-- START OF Supplied text --
XML 19 R7.htm IDEA: XBRL DOCUMENT v3.10.0.1
Basis of Presentation
6 Months Ended
Jun. 29, 2018
Organization, Consolidation and Presentation of Financial Statements [Abstract]  
Basis of Presentation
Note 1:  Basis of Presentation
 
Exponent, Inc. (referred to as the “Company” or “Exponent”) is an engineering and scientific consulting firm that provides solutions to complex problems. The Company operates on a 52-53 week fiscal year ending on the Friday closest to the last day of December.
 
The accompanying unaudited condensed consolidated financial statements are prepared in accordance with accounting principles generally accepted in the United States of America for interim financial information, the instructions to Form 10-Q and Article 10 of Regulation S-X promulgated by the Securities and Exchange Commission. Accordingly, they do not contain all the information and notes required by accounting principles generally accepted in the United States of America for complete financial statements. In the opinion of management, all adjustments which are necessary for the fair presentation of the condensed consolidated financial statements have been included and all such adjustments are of a normal and recurring nature. The operating results for the three and six months ended June 29, 2018 are not necessarily representative of the results of future quarterly or annual periods. The following information should be read in conjunction with the audited consolidated financial statements and accompanying notes thereto included in the Company’s Annual Report on Form 10-K for the fiscal year ended December 29, 2017, which was filed with the U.S. Securities and Exchange Commission on February 23, 2018.
 
The unaudited condensed consolidated financial statements include the accounts of Exponent, Inc. and its subsidiaries, which are all wholly owned. All intercompany accounts and transactions have been eliminated in consolidation.
 
Stock Split.   On May 31, 2018, the Company’s stockholders approved an amendment to the Company’s certificate of incorporation to (i) increase the number of authorized shares of common stock to 120,000,000 and (ii) effect a two-for-one stock split. As a result of the stock split, each shareholder of record at the close of business on May 31, 2018, received one additional share of common stock for each share of common stock owned by such shareholder. Restricted stock unit awards and stock option awards have also been adjusted to reflect the two-for-one stock split. For periods prior to the stock split, all share and per share data in the Company’s condensed consolidated financial statements and related notes have been retroactively adjusted to reflect the stock split.
-- END OF Supplied text --
-- START OF Rows --
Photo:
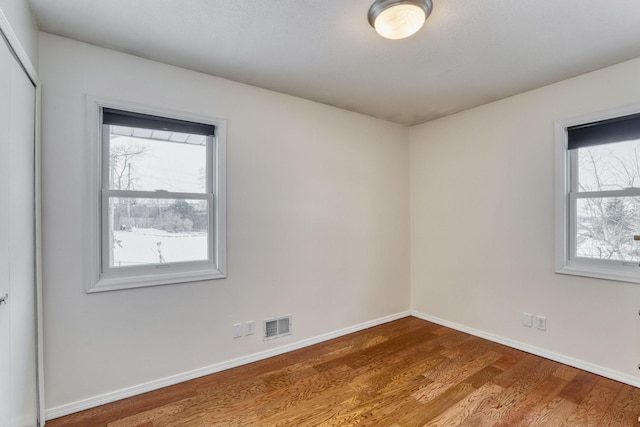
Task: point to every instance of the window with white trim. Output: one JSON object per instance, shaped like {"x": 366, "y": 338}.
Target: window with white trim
{"x": 160, "y": 197}
{"x": 598, "y": 196}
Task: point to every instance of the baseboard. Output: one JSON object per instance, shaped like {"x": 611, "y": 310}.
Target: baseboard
-- END OF Rows --
■ Jobs:
**a.** Answer these questions from the basis of presentation note above.
(i) On which day does Exponent's fiscal year end?
(ii) On what date was the annual report on Form 10-K for the fiscal year ended December 29, 2017, filed with the U.S. Securities and Exchange Commission?
(iii) To what number did the approved amendment raise the authorized shares of common stock?
**b.** Rewrite the paragraph beginning "Stock Split." from the basis of presentation note above as a short bulleted list that keeps its main facts.

■ Answers to the exercise:
**a.**
(i) The Friday closest to the last day of December.
(ii) February 23, 2018.
(iii) 120,000,000.

**b.**
- On May 31, 2018, stockholders approved an amendment to the certificate of incorporation.
- The amendment raised authorized common stock to 120,000,000 shares and effected a two-for-one stock split.
- Each shareholder of record at the close of business on May 31, 2018, received one additional share for each share owned.
- Restricted stock unit awards and stock option awards were adjusted for the split.
- All share and per share data for periods before the split were retroactively adjusted.